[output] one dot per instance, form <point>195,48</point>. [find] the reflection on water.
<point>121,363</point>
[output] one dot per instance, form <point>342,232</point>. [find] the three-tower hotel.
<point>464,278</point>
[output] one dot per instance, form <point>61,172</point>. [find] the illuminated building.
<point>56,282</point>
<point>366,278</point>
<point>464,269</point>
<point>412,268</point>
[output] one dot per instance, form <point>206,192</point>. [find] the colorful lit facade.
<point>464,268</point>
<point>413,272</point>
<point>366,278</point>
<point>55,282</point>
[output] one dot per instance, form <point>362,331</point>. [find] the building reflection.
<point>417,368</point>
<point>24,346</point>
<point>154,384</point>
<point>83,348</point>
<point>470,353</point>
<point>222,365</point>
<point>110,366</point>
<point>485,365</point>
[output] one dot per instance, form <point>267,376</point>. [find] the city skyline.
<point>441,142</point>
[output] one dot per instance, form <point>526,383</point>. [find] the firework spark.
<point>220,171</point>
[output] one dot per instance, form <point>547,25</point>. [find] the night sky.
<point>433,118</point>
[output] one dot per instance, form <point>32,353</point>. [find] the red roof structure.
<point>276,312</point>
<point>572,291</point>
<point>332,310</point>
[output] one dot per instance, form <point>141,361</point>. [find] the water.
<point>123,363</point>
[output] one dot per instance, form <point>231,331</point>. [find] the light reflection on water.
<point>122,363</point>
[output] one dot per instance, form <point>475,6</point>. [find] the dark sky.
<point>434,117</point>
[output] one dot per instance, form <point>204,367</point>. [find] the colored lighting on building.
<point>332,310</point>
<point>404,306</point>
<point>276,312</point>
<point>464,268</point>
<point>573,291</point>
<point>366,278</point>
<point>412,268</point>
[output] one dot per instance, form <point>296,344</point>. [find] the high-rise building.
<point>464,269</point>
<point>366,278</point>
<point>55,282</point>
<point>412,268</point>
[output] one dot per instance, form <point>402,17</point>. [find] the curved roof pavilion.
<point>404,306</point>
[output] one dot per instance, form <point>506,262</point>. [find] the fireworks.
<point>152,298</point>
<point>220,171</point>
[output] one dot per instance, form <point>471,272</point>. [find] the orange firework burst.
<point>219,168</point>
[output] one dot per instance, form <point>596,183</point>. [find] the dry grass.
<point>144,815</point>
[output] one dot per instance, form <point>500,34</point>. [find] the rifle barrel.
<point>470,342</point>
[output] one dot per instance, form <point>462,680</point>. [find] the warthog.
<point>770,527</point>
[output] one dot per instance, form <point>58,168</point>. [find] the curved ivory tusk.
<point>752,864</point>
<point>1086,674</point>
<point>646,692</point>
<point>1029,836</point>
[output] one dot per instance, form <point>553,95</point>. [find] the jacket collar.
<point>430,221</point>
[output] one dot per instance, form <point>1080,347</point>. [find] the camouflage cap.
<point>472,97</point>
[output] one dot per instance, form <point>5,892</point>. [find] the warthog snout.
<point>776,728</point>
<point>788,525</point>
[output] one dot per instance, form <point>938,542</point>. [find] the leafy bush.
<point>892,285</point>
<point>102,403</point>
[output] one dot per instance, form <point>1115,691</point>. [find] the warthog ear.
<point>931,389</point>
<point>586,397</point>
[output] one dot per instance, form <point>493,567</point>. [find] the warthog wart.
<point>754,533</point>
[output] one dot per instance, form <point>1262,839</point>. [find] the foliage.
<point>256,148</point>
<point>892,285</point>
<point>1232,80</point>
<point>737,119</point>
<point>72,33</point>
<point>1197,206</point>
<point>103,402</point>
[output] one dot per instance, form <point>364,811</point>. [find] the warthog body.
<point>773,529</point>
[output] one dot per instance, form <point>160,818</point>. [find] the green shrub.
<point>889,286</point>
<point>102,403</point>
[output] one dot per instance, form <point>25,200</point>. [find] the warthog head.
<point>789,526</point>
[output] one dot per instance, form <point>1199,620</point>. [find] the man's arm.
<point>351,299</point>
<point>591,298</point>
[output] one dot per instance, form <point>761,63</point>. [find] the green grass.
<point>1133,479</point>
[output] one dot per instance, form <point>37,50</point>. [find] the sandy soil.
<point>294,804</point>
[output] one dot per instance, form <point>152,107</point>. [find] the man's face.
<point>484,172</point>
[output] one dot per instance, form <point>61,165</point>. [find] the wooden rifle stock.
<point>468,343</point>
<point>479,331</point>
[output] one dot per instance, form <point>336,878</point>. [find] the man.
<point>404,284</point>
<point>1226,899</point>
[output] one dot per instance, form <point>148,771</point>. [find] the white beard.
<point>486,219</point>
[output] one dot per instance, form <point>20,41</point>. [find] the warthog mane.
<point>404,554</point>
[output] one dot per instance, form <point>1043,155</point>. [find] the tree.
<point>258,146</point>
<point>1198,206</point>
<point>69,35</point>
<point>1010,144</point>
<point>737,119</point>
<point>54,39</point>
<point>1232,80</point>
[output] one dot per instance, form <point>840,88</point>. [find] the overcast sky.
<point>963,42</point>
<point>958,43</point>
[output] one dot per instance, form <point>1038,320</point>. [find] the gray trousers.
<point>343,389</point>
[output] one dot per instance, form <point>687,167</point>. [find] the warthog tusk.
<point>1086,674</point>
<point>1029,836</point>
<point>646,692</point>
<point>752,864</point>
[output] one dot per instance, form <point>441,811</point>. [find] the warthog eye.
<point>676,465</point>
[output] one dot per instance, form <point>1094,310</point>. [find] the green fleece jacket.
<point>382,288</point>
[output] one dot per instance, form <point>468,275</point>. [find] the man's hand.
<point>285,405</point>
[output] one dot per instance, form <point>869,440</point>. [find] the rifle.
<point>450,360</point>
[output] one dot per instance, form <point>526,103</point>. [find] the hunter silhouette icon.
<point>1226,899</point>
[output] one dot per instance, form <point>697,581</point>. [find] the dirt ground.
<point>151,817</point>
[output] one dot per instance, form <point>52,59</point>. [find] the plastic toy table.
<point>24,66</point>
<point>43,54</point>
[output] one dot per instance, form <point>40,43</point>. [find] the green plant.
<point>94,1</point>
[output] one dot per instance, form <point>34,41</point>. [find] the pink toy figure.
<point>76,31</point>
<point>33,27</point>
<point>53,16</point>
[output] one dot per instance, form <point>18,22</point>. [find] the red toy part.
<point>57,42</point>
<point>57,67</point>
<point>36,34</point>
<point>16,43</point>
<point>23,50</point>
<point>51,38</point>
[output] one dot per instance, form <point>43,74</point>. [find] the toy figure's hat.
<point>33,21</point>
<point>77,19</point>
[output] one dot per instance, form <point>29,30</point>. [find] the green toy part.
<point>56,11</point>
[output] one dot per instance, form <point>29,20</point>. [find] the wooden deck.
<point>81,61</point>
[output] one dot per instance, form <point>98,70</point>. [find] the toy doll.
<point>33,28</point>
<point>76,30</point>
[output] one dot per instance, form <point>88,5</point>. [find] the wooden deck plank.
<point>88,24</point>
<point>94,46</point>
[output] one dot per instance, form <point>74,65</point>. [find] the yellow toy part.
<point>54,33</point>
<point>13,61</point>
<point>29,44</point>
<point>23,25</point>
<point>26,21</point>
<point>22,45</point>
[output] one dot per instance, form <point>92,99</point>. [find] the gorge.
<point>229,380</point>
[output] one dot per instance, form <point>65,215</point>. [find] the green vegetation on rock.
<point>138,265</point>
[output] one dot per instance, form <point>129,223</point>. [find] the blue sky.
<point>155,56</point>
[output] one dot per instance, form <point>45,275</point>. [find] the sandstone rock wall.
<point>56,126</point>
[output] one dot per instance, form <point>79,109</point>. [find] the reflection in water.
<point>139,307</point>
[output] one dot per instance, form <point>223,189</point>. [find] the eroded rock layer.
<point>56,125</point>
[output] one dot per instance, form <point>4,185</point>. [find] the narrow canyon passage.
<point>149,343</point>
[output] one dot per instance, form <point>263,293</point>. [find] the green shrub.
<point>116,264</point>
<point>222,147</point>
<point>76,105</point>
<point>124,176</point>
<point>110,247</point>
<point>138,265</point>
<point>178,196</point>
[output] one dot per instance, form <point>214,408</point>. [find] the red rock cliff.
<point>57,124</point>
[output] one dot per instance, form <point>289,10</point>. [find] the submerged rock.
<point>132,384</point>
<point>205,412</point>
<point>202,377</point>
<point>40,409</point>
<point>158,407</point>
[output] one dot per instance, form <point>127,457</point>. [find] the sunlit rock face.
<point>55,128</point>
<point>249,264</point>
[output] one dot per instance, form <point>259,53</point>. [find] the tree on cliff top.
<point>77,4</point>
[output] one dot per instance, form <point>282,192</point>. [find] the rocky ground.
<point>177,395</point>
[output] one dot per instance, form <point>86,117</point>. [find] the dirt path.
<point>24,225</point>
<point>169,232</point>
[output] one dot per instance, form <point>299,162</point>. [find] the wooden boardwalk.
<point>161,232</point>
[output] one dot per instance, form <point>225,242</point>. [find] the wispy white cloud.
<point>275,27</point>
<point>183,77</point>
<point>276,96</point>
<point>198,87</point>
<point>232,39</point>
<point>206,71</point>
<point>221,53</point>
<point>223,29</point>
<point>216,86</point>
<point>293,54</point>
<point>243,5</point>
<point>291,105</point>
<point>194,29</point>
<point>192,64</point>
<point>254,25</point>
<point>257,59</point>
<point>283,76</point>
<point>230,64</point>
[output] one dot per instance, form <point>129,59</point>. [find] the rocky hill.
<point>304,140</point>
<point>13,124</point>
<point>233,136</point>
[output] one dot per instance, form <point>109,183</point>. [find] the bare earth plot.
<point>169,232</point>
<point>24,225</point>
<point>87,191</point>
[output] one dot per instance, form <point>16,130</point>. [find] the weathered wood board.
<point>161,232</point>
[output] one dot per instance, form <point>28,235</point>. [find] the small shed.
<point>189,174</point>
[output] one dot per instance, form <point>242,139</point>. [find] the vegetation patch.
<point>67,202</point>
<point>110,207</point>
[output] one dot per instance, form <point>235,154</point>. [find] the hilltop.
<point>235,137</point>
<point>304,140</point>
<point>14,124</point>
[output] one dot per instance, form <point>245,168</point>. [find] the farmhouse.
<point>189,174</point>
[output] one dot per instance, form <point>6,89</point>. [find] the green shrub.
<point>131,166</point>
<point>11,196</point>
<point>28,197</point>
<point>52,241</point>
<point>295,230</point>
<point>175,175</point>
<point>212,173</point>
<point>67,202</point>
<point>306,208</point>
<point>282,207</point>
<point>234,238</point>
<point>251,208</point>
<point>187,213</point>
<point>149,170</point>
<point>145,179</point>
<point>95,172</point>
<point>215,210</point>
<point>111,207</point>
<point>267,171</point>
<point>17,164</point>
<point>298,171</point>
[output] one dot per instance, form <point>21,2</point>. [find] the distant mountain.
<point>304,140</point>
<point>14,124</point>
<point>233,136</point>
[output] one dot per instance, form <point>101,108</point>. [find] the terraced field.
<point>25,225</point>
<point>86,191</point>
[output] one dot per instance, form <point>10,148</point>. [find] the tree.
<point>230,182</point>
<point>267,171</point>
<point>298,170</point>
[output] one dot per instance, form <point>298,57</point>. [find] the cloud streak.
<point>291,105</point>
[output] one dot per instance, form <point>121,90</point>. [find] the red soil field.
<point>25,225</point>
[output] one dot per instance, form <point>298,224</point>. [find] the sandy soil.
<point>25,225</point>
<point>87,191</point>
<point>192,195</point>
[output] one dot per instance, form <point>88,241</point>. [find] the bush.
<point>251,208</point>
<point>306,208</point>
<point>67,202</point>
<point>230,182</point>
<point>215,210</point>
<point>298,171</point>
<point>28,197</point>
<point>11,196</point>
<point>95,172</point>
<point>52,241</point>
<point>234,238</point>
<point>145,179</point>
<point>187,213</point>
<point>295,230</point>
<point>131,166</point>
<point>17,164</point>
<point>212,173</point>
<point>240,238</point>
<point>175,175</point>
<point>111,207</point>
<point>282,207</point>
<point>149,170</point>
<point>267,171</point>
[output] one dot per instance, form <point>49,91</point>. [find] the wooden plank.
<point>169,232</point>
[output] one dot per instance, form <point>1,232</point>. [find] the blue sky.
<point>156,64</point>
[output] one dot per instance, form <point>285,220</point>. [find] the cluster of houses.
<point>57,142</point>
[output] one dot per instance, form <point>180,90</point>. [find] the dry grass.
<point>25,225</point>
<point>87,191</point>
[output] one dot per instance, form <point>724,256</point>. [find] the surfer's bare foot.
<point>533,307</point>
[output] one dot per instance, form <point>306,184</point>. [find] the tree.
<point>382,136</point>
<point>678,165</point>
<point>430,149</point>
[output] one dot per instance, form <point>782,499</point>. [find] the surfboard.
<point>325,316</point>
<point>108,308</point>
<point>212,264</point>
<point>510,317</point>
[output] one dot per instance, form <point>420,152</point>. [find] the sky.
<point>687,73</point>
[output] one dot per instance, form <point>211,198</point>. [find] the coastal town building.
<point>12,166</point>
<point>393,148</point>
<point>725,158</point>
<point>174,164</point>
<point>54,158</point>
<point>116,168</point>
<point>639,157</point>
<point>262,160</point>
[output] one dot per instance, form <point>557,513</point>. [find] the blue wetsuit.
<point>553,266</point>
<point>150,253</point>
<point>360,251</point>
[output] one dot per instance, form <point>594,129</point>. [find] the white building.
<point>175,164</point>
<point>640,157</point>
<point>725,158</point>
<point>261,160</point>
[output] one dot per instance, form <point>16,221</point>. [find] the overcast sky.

==============================

* **Task goal**
From the line holding "[output] one dot per instance, form <point>557,513</point>." down to the final line above, copy each line exactly, and leave out everything before it.

* **Written reply**
[output] one dot per instance, form <point>557,513</point>. [find] the blue wetsuit.
<point>553,266</point>
<point>150,253</point>
<point>360,251</point>
[output] one dot per instance, form <point>594,129</point>. [find] the white building.
<point>175,164</point>
<point>640,157</point>
<point>725,158</point>
<point>261,160</point>
[output] one dot per instance, form <point>16,221</point>. [find] the overcast sky.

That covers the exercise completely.